* [WHAT IS REQUIRED] Return the material below in full and exactly.

[start]

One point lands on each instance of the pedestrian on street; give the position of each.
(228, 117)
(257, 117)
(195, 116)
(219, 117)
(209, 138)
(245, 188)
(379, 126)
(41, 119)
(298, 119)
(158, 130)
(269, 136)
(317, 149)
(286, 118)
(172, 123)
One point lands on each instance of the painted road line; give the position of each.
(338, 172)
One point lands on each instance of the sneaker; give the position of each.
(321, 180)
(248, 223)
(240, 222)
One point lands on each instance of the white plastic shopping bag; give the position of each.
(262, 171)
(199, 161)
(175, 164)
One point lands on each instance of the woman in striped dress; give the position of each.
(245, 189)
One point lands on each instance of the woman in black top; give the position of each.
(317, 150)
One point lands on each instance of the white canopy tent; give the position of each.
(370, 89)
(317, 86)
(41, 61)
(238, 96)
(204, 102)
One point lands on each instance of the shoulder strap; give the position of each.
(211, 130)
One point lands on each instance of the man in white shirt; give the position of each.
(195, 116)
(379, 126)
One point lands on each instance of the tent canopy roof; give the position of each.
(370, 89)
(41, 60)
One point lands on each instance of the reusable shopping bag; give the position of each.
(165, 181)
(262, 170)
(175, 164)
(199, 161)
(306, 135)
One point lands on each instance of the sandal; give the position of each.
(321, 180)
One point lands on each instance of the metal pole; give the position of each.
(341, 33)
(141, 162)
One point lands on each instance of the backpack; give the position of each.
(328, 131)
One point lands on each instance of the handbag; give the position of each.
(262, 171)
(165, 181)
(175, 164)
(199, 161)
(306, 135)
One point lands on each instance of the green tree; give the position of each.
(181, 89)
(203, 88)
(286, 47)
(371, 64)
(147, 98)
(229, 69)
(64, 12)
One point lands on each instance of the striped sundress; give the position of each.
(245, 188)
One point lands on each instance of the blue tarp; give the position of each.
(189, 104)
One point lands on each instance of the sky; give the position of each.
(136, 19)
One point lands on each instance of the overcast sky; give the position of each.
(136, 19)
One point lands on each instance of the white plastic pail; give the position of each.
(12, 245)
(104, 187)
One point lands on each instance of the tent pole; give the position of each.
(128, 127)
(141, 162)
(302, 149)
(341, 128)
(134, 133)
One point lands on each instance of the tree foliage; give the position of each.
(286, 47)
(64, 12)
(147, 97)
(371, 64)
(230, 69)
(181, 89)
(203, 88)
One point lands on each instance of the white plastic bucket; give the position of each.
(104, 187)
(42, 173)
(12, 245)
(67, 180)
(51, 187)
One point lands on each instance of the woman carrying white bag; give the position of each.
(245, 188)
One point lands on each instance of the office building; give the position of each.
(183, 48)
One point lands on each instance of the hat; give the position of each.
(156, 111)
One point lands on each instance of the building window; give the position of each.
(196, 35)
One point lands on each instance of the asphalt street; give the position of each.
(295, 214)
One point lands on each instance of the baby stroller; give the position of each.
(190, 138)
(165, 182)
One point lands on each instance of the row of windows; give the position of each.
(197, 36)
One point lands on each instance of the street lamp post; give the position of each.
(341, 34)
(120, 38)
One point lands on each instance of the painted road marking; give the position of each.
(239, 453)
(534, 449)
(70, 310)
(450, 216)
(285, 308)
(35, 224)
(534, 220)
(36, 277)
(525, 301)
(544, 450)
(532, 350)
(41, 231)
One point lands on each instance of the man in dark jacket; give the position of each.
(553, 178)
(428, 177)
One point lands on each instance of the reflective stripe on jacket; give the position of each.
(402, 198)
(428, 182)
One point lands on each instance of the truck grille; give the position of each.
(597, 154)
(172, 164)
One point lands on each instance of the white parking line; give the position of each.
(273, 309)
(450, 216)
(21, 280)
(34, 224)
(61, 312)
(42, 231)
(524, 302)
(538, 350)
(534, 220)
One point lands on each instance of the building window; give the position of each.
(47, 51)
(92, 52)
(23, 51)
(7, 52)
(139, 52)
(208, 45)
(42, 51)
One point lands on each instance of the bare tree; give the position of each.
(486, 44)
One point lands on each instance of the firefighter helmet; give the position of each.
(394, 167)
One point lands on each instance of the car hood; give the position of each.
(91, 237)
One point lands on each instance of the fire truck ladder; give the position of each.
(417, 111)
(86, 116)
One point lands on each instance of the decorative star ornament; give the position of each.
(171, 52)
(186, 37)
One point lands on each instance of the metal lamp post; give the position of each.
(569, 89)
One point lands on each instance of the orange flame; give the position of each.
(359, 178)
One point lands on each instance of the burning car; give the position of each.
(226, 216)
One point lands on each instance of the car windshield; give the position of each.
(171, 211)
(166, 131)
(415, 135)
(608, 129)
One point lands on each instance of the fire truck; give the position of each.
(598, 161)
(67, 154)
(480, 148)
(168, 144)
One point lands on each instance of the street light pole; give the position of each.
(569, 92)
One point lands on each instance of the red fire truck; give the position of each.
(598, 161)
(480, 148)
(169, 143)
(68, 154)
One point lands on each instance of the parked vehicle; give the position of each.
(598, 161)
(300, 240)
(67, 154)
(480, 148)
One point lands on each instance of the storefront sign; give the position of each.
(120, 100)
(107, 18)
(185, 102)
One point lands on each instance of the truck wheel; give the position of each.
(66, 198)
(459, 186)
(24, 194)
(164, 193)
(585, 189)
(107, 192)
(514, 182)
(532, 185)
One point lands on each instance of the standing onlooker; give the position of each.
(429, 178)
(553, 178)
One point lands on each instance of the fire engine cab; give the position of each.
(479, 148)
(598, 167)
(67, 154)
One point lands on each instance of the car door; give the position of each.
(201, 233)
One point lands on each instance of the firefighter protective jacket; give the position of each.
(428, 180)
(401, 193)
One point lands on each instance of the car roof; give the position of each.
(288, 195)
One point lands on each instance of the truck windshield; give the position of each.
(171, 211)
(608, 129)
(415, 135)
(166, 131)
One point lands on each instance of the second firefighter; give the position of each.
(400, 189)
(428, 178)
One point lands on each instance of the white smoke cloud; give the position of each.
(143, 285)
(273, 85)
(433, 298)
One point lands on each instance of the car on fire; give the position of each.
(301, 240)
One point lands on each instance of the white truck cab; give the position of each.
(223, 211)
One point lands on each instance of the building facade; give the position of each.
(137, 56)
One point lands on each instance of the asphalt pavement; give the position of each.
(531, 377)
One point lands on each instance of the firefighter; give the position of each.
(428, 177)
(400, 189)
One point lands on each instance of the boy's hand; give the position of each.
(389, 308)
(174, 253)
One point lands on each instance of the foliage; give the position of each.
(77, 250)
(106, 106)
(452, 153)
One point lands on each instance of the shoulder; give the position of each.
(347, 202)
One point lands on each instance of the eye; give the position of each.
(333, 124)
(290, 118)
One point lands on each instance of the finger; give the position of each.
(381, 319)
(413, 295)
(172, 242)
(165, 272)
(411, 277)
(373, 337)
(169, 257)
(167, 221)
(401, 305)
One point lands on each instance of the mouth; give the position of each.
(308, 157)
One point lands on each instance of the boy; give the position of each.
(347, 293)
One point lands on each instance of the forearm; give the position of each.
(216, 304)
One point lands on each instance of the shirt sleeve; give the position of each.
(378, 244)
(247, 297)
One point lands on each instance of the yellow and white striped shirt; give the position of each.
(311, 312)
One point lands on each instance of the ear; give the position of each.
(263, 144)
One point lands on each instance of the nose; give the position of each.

[end]

* [WRITTEN REPLY]
One point lands on each instance of the pedestrian on street; give the position of each.
(228, 117)
(257, 117)
(195, 116)
(219, 117)
(209, 138)
(245, 188)
(379, 126)
(41, 119)
(298, 119)
(158, 130)
(269, 136)
(317, 149)
(286, 118)
(172, 123)
One point lands on each instance of the painted road line; give the position of each.
(338, 172)
One point lands on each instance of the sneaker; give the position of each.
(321, 180)
(248, 223)
(240, 222)
One point lands on each instance of the white plastic shopping bag; give the position of each.
(262, 171)
(199, 161)
(175, 164)
One point lands on each instance of the woman in striped dress; give the position of each.
(245, 189)
One point lands on each instance of the woman in black top; give the position of each.
(317, 150)
One point lands on each instance of the white canopy tent; give the position of each.
(370, 89)
(317, 86)
(41, 61)
(238, 96)
(204, 102)
One point lands on each instance of the shoulder strap; give the position of each.
(211, 130)
One point lands on each instance of the man in white shirt; give the position of each.
(195, 116)
(379, 126)
One point lands on each instance of the tent canopy roof; give the position of each.
(370, 89)
(41, 60)
One point lands on each instance of the reusable shopping bag; give the position of each.
(165, 181)
(262, 170)
(175, 164)
(199, 161)
(306, 135)
One point lands on each instance of the sandal; give the position of each.
(321, 180)
One point lands on each instance of the metal pole; give the position of each.
(341, 33)
(141, 162)
One point lands on each instance of the backpack; give the position of each.
(328, 131)
One point lands on each instance of the handbag; give the position of each.
(262, 171)
(165, 181)
(175, 164)
(199, 161)
(306, 135)
One point lands on each instance of the green tree; give the position of each.
(181, 89)
(203, 88)
(286, 47)
(371, 64)
(147, 98)
(229, 69)
(64, 12)
One point lands on each instance of the striped sundress; give the position of each.
(245, 188)
One point lands on each instance of the blue tarp; give the position of each.
(189, 104)
One point lands on each instance of the sky; give the position of each.
(136, 19)
One point lands on each instance of the overcast sky; give the position of each.
(136, 19)
One point lands on each instance of the white plastic pail; give the position of each.
(12, 245)
(104, 187)
One point lands on each instance of the tent pole; give the position of each.
(128, 127)
(141, 162)
(302, 149)
(341, 128)
(134, 133)
One point lands on each instance of the tree foliage; give the position of each.
(286, 47)
(64, 12)
(147, 97)
(371, 64)
(230, 69)
(181, 89)
(203, 88)
One point lands on each instance of the white plastic bucket; give the position of each.
(104, 187)
(42, 173)
(12, 245)
(67, 180)
(51, 187)
One point lands on each instance of the woman carrying white bag; give the position of each.
(245, 188)
One point lands on each instance of the office building; give the position of each.
(183, 48)
One point lands on each instance of the hat; give the position of each.
(156, 111)
One point lands on each instance of the building window; give the position of each.
(196, 35)
One point lands on each instance of the asphalt street; give the position of each.
(295, 214)
One point lands on each instance of the baby stroller; give the position of each.
(190, 138)
(165, 182)
One point lands on each instance of the row of windows; give the position of each.
(197, 36)
One point lands on each instance of the street lamp post; give the position of each.
(341, 34)
(120, 38)
One point lands on each instance of the painted road marking; give the position of each.
(239, 453)
(534, 449)
(70, 310)
(450, 216)
(285, 308)
(35, 224)
(534, 220)
(36, 277)
(525, 301)
(544, 450)
(532, 350)
(41, 231)
One point lands on each instance of the man in dark jacket; give the position of each.
(553, 178)
(428, 177)
One point lands on each instance of the reflective stripe on jacket; give the position of each.
(402, 198)
(428, 182)
One point lands on each instance of the truck grille; give the position of each.
(597, 154)
(172, 164)
One point lands on each instance of the white parking line; give the position of each.
(273, 309)
(450, 216)
(21, 280)
(34, 224)
(61, 312)
(42, 231)
(524, 302)
(538, 350)
(534, 220)
One point lands on each instance of the building window; give the position of each.
(47, 51)
(92, 52)
(23, 51)
(7, 52)
(139, 52)
(208, 45)
(42, 51)
One point lands on each instance of the bare tree; give the position of each.
(486, 44)
One point lands on each instance of the firefighter helmet; give the position of each.
(394, 167)
One point lands on each instance of the car hood; give the position of each.
(91, 237)
One point lands on each instance of the fire truck ladder; give the position of each.
(417, 111)
(86, 116)
One point lands on each instance of the decorative star ornament; give the position of each.
(171, 52)
(186, 37)
One point lands on each instance of the metal lamp post; give the position of each.
(569, 89)
One point lands on each instance of the orange flame; give the position of each.
(359, 178)
One point lands on each instance of the burning car; give the position of each.
(226, 216)
One point lands on each instance of the car windshield; give the position of each.
(171, 211)
(166, 131)
(415, 135)
(608, 129)
One point lands on each instance of the fire truck; give the position of each.
(598, 161)
(67, 154)
(480, 148)
(168, 144)
One point lands on each instance of the street light pole; give the position of each.
(569, 92)
One point lands on each instance of the red fire truck; give the position of each.
(598, 161)
(480, 148)
(169, 143)
(68, 154)
One point lands on each instance of the parked vehicle; give the position of each.
(598, 161)
(300, 240)
(67, 154)
(480, 148)
One point lands on each instance of the storefront sign; give the position of each.
(120, 100)
(107, 18)
(185, 102)
One point lands on each instance of the truck wheel; give the position of each.
(66, 198)
(459, 186)
(24, 194)
(164, 193)
(585, 189)
(107, 192)
(514, 182)
(532, 185)
One point lands on each instance of the standing onlooker; give the position of each.
(429, 178)
(553, 178)
One point lands on each instance of the fire engine cab; give the position of each.
(479, 148)
(598, 167)
(67, 154)
One point lands on each instance of the car door; give the position of each.
(201, 233)
One point lands on each instance of the firefighter protective jacket; give the position of each.
(428, 180)
(401, 193)
One point lands on each instance of the car roof; give the position of each.
(288, 195)
One point lands on each instance of the truck windshield; give the position of each.
(171, 211)
(608, 129)
(415, 135)
(166, 131)
One point lands on each instance of the second firefighter; give the position of each.
(400, 189)
(428, 178)
One point lands on each instance of the white smoke cloud; give the position of each.
(143, 285)
(273, 85)
(433, 298)
One point lands on each instance of the car on fire; give the position of each.
(301, 240)
One point lands on each instance of the white truck cab; give the position of each.
(223, 211)
One point lands on each instance of the building facade; give the position of each.
(137, 56)
One point lands on each instance of the asphalt pavement; give the position of each.
(531, 377)
One point lands on each instance of the firefighter; give the position of each.
(428, 177)
(400, 189)
One point lands on each instance of the boy's hand; give the position of each.
(389, 308)
(174, 253)
One point lands on each instance of the foliage; give the position of each.
(77, 250)
(106, 106)
(452, 153)
One point lands on each instance of the shoulder; give the position of each.
(347, 202)
One point lands on each instance of the eye; give the position of each.
(333, 124)
(290, 118)
One point lands on each instance of the finger; give the position of each.
(381, 319)
(413, 295)
(172, 242)
(165, 272)
(411, 277)
(373, 337)
(169, 257)
(167, 221)
(401, 305)
One point lands on each instance of the mouth; give the position of each.
(308, 157)
One point lands on each instance of the boy; give the position of each.
(347, 293)
One point lands on each instance of the forearm; give the position of each.
(216, 304)
One point lands on each instance of the shirt sleeve; give the position of each.
(378, 244)
(247, 297)
One point lands on each instance of the yellow and white striped shirt; give the position of each.
(311, 312)
One point lands on each instance of the ear; give the position of each.
(263, 144)
One point lands on each instance of the nose; give the position of each.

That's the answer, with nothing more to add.